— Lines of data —
□ □ □ □ □

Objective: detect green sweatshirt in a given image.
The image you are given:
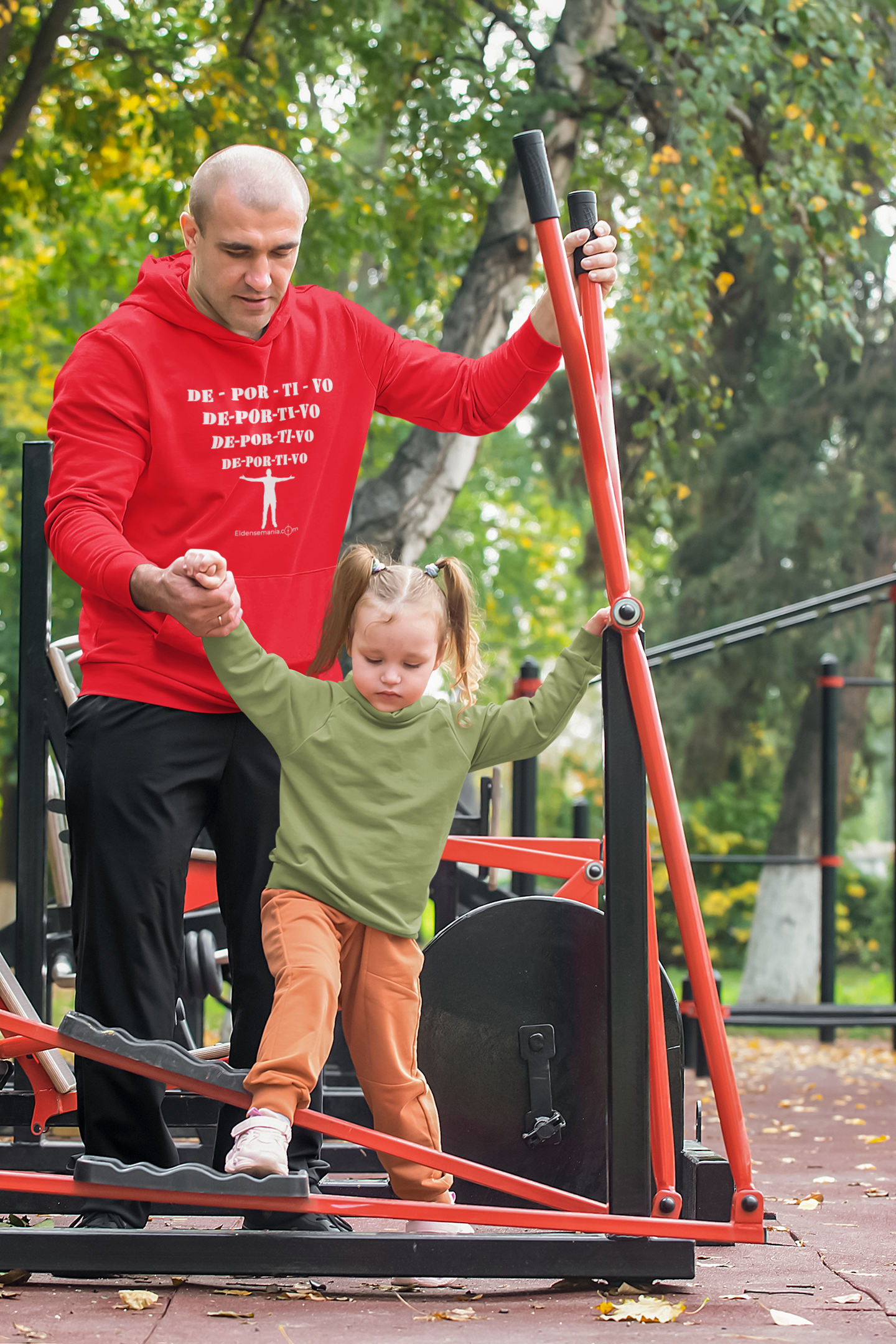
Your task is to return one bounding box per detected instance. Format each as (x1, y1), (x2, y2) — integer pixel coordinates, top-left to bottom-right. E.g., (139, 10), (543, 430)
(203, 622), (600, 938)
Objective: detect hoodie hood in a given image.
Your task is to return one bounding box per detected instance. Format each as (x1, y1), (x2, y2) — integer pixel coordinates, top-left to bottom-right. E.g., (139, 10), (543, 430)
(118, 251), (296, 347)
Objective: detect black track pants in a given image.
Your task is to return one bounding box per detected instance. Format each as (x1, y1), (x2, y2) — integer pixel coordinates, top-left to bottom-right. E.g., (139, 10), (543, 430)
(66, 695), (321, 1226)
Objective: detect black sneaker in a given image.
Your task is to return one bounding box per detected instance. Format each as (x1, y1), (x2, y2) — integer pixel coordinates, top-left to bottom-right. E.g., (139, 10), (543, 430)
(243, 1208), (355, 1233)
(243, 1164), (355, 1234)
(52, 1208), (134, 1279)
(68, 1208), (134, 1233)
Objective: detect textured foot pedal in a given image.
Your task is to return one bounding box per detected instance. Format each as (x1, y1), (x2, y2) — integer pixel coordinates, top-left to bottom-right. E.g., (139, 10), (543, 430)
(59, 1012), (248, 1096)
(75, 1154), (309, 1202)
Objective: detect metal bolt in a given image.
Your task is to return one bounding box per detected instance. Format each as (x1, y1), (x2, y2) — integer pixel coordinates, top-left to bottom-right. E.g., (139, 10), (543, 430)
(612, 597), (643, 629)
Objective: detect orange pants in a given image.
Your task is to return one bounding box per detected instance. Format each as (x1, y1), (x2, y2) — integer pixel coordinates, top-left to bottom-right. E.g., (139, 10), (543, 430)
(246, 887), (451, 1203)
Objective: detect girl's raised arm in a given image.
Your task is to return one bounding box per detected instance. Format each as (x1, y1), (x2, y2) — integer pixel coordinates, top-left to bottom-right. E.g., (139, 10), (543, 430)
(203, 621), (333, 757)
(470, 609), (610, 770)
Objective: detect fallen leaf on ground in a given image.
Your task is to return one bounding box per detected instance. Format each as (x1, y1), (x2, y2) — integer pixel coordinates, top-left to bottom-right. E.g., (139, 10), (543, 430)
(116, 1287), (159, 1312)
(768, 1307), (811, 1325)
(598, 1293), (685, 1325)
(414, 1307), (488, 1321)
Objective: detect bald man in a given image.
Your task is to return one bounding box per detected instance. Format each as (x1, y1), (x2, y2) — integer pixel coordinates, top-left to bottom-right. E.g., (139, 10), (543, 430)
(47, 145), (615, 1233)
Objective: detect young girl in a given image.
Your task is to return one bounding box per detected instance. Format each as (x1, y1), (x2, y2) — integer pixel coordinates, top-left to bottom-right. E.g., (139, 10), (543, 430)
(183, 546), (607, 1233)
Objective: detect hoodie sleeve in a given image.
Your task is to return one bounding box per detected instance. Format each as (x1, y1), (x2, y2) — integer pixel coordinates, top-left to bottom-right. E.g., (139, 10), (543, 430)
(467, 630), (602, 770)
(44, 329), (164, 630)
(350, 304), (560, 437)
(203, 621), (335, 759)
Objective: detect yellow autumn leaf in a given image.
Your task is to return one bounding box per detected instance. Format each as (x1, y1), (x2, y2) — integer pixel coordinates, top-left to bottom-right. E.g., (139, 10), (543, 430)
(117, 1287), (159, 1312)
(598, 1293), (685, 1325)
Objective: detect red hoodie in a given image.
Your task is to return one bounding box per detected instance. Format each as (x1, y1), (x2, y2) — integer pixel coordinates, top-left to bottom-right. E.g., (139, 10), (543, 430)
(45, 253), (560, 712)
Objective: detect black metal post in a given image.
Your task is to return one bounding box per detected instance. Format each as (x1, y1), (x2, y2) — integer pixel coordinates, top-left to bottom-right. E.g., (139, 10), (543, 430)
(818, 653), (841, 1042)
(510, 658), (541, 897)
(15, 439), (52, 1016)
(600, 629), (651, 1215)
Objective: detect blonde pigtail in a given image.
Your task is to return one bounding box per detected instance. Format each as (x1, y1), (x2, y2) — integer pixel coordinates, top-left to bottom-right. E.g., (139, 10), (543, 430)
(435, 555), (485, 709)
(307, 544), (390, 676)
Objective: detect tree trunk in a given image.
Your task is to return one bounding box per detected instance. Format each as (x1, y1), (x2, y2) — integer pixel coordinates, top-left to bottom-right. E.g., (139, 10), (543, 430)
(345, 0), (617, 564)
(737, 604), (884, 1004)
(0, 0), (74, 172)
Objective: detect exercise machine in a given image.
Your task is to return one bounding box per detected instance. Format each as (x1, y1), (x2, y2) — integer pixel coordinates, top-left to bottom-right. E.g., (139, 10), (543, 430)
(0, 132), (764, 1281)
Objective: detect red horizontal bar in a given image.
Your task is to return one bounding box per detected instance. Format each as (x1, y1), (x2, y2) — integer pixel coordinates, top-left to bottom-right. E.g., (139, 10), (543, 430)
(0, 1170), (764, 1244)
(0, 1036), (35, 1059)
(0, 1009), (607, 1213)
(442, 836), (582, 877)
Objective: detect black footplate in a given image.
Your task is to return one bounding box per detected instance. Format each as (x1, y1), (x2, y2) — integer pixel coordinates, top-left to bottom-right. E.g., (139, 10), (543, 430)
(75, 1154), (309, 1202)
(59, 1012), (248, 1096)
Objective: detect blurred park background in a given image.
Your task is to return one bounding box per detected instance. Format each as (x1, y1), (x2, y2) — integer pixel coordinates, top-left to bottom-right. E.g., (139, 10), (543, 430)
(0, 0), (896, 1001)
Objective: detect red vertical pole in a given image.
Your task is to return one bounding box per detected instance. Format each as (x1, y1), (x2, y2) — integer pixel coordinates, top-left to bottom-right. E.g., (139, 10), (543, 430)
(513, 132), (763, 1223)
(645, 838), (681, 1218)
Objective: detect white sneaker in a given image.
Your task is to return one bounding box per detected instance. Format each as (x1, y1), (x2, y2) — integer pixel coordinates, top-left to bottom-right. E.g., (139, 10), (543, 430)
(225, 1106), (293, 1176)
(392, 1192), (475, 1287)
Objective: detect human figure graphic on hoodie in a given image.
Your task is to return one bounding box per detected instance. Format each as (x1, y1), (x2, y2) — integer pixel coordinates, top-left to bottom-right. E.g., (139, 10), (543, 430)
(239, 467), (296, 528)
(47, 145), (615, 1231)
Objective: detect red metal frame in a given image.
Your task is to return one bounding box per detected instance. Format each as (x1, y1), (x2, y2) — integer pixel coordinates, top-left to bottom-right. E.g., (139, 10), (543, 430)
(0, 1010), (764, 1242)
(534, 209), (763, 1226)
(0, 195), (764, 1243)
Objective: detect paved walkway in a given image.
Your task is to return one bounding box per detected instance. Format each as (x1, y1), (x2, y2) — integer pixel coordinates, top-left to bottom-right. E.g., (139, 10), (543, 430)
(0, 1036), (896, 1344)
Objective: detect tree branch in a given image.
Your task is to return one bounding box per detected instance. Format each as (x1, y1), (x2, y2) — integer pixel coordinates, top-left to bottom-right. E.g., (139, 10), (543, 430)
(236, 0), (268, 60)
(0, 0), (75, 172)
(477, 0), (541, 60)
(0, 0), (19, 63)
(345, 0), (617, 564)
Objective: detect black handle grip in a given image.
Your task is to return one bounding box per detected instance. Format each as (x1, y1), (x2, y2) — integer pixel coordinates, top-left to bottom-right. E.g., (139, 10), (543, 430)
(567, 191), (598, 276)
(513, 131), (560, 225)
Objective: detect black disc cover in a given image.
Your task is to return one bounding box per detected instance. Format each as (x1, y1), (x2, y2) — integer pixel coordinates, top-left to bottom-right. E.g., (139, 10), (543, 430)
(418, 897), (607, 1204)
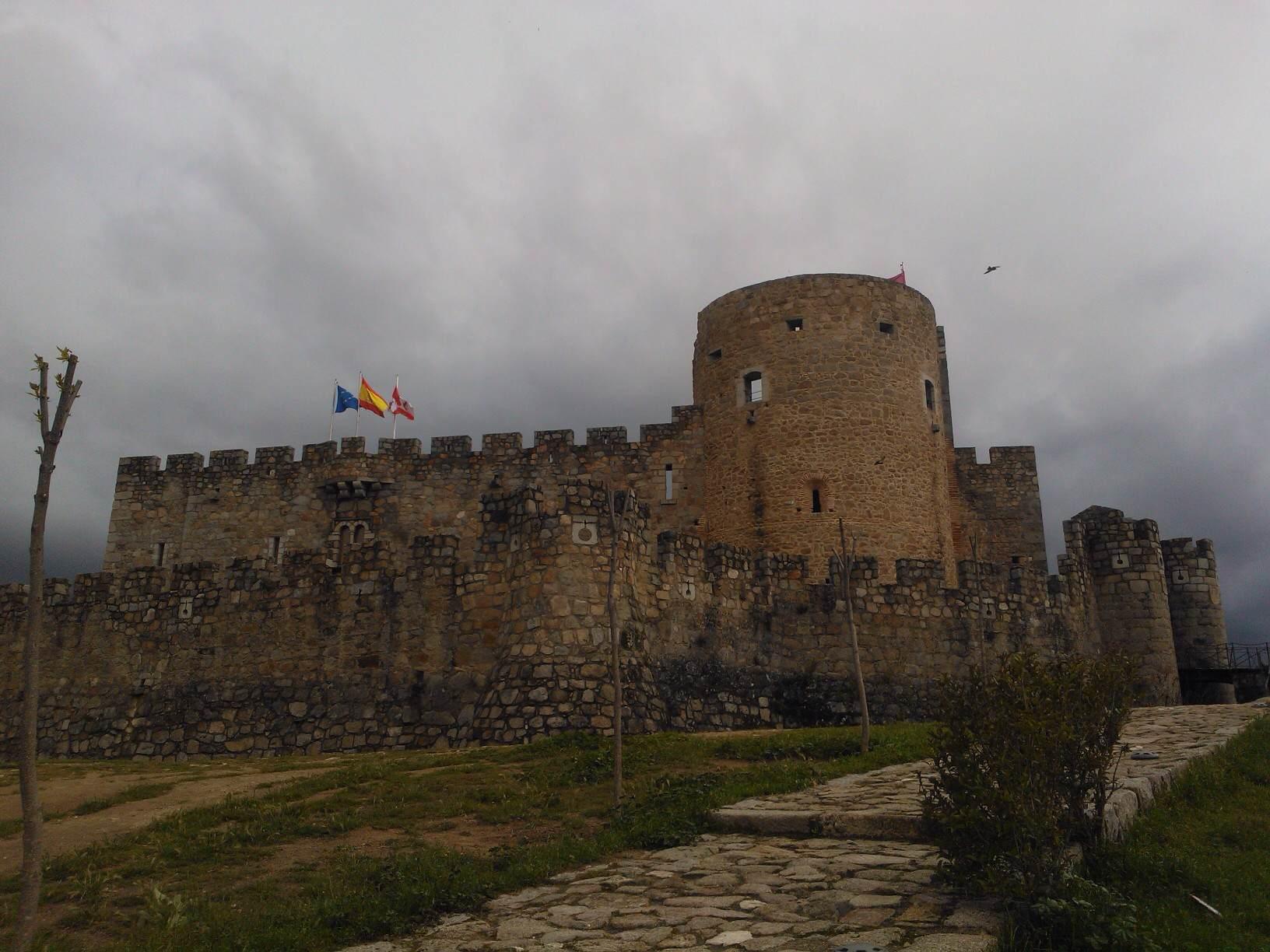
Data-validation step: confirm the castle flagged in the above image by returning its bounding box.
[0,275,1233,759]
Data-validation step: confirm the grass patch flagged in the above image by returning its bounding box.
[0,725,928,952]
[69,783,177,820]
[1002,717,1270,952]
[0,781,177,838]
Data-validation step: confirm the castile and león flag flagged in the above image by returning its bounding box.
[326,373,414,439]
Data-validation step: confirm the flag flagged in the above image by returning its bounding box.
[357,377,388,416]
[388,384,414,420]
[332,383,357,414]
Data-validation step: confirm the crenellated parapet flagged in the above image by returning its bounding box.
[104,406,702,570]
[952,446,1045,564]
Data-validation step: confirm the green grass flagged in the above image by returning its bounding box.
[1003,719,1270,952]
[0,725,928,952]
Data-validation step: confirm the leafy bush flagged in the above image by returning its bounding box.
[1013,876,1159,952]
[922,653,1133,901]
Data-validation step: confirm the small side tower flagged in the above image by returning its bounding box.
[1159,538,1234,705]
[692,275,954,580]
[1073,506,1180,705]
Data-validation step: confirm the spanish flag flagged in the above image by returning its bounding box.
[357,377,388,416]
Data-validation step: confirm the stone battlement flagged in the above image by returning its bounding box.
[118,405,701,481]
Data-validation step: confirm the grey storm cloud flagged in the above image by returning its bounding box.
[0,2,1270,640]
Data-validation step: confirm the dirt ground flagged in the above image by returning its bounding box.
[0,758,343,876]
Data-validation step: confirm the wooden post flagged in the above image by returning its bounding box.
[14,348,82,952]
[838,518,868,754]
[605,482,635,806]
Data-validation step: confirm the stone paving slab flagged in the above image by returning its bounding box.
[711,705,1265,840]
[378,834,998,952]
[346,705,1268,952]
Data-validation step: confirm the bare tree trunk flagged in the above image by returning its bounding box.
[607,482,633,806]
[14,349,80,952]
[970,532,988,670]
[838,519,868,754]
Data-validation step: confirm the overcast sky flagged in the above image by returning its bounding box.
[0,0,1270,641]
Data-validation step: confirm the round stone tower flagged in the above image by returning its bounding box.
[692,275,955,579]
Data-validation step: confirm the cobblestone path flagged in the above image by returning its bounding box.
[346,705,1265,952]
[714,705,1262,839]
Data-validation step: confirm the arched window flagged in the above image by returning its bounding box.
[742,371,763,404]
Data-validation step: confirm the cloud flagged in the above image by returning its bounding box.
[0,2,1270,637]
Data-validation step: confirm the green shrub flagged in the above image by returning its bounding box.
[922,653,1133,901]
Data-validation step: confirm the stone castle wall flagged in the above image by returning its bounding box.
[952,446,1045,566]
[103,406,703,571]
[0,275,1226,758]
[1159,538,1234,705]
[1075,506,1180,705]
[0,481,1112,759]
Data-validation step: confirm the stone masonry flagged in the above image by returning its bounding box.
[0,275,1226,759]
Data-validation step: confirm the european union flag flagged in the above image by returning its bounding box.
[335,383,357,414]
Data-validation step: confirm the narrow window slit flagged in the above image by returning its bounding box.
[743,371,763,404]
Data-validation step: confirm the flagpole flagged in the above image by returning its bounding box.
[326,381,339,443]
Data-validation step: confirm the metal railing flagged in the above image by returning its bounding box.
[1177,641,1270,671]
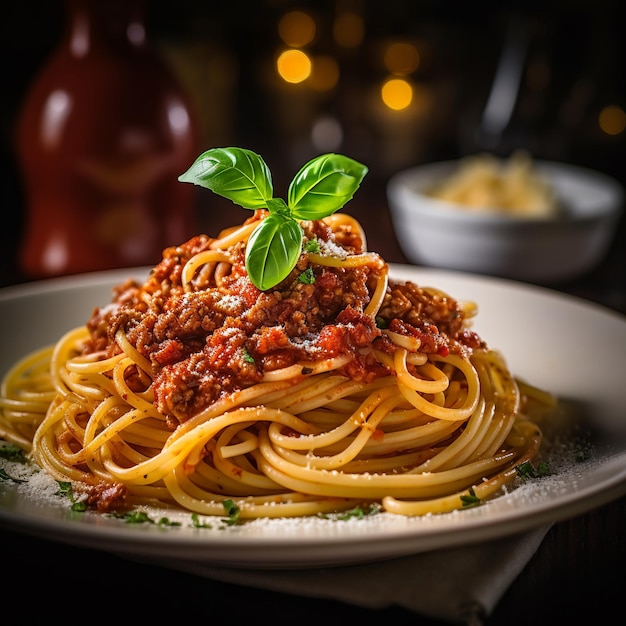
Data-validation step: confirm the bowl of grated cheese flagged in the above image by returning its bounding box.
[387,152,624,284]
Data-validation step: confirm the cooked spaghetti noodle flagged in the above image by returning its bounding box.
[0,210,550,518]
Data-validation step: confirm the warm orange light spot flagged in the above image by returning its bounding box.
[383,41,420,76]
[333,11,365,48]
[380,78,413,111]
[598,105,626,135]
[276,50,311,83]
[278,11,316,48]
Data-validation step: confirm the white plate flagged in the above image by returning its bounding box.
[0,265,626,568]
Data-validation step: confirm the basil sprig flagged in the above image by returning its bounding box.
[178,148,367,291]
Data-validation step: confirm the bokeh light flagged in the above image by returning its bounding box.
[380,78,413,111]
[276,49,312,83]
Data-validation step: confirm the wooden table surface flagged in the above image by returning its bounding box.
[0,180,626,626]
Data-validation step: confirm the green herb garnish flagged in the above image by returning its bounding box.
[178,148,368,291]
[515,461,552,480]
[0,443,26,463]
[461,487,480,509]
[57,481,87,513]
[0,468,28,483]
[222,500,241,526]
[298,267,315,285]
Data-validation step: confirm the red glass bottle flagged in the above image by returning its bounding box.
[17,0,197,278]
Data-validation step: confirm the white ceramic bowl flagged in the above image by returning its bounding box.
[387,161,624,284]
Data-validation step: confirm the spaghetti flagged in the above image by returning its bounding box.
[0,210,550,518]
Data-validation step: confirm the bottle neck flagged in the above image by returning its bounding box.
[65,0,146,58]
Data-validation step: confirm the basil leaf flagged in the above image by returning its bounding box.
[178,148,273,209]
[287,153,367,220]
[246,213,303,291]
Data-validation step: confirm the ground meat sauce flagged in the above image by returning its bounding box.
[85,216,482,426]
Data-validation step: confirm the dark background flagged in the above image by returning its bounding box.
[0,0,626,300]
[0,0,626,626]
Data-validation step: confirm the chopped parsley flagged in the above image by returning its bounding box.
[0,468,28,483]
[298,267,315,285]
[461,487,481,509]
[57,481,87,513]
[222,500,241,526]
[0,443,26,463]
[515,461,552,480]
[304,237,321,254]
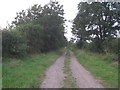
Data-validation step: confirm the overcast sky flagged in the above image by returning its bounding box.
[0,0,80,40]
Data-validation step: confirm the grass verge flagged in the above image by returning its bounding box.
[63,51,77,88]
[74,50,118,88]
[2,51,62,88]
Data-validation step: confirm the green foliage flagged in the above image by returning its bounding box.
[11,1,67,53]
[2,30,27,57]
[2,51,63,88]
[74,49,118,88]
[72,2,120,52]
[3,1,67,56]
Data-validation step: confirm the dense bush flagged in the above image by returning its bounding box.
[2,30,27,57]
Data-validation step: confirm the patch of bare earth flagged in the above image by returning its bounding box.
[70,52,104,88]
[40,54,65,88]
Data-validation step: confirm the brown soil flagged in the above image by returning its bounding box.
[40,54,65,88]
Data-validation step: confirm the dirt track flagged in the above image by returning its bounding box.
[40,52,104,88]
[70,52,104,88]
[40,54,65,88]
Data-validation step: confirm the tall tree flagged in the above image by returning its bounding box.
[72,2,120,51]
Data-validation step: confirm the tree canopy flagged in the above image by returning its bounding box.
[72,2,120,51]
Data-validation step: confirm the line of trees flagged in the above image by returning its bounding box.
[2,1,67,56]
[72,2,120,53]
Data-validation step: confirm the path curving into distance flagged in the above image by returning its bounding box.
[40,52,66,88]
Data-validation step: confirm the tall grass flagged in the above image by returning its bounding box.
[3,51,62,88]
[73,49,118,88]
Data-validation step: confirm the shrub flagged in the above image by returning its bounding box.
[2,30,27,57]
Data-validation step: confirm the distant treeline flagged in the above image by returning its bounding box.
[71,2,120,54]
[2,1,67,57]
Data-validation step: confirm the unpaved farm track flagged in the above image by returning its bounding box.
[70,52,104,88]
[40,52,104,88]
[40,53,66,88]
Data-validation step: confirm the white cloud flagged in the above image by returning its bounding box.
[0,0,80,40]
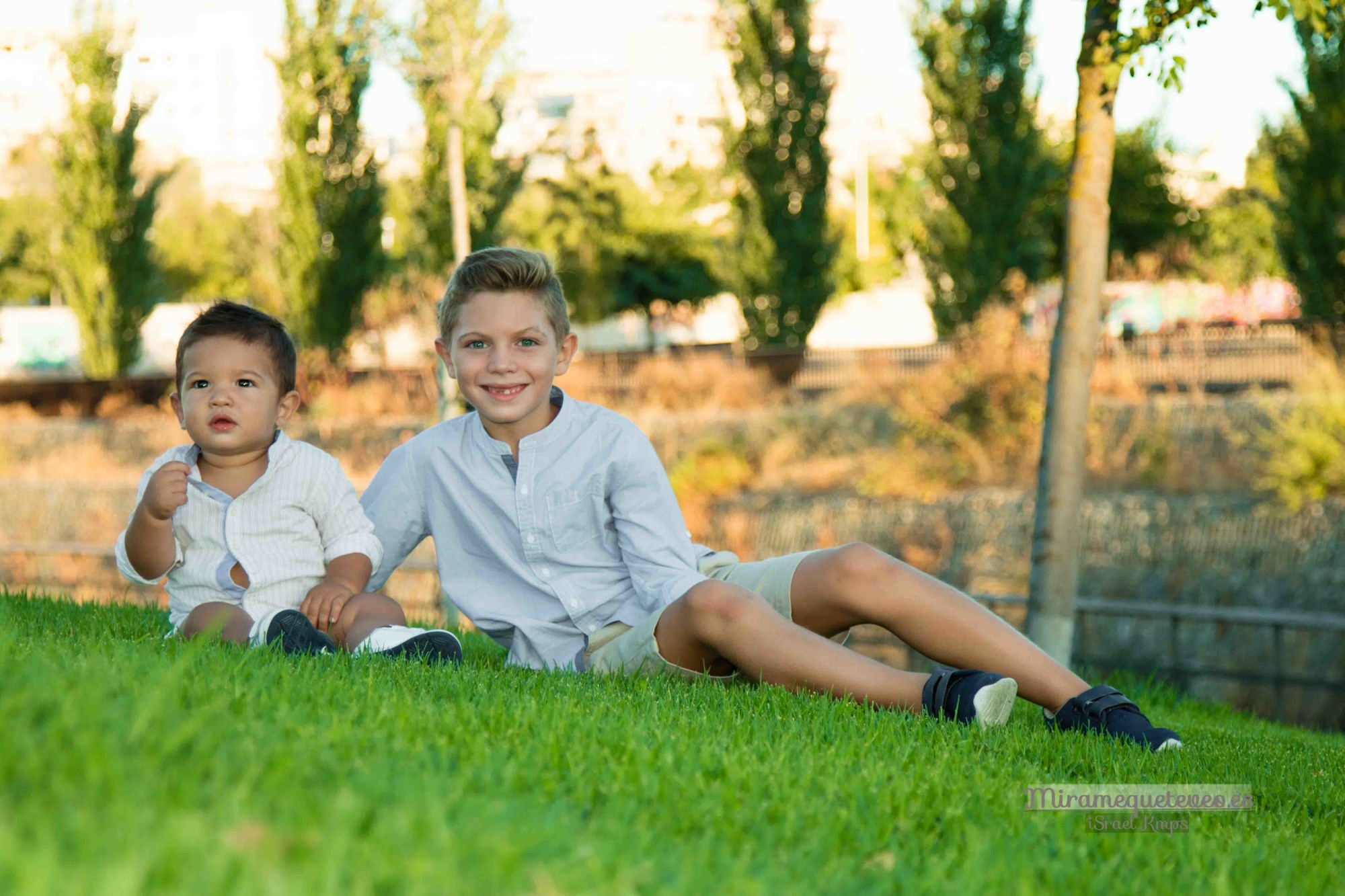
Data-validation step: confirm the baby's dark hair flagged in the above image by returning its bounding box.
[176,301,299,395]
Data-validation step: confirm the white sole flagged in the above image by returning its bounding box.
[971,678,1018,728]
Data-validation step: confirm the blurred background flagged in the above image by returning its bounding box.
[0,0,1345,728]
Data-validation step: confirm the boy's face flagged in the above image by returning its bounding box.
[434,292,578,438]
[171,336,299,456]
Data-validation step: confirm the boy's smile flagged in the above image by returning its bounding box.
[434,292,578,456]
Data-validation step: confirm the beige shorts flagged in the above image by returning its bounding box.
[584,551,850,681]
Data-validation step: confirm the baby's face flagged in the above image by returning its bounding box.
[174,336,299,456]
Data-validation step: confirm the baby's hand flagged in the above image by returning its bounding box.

□ □ □ □ □

— WHAT NEEDS TO BE DONE —
Rewrite the records from their first line through the line containing "(203, 622), (600, 938)", swapping "sweatshirt" for "jacket" and leaving everything else unchanged. Omit the pictures from your answer.

— THE ANSWER —
Objective: detect green jacket in a given image.
The image you are given:
Your task is to return one bounding box per detected instance. Format each as (x1, y1), (x2, y2) — integer pixel coordinates, top-left to bottom-right. E.g., (139, 10), (543, 430)
(203, 622), (600, 938)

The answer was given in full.